DATA SUPPLIED →
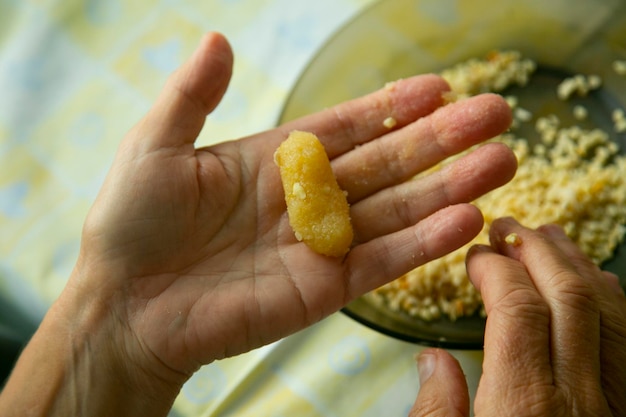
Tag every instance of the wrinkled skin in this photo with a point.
(555, 337)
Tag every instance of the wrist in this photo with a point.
(83, 361)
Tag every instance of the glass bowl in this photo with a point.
(394, 39)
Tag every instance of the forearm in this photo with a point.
(75, 366)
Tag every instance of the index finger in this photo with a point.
(352, 123)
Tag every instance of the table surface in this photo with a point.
(75, 76)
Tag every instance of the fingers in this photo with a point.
(564, 282)
(410, 150)
(443, 389)
(378, 261)
(517, 332)
(583, 356)
(192, 92)
(358, 121)
(462, 181)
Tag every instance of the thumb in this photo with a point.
(443, 389)
(190, 94)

TASK BRIEF → Reproduce every row above word for word, omitting the picture.

TASK OUTPUT →
Tag every instance of the wrinkled skin in this photo with a point.
(555, 337)
Tag every instance of the wrist in this photo with a point.
(83, 361)
Tag every instance of the glass bowl in this photo with a point.
(394, 39)
Tag every instance of the forearm in this photo with a point.
(75, 366)
Tag every instance of the index finger in this photo with a point.
(352, 123)
Tag every instance of the table surface in this photo with a point.
(75, 76)
Tag every instance of the fingers in this photo with a point.
(564, 282)
(410, 150)
(443, 389)
(378, 261)
(517, 332)
(583, 356)
(192, 92)
(358, 121)
(462, 181)
Tag every instance of the thumb in this photo with a point.
(443, 389)
(190, 94)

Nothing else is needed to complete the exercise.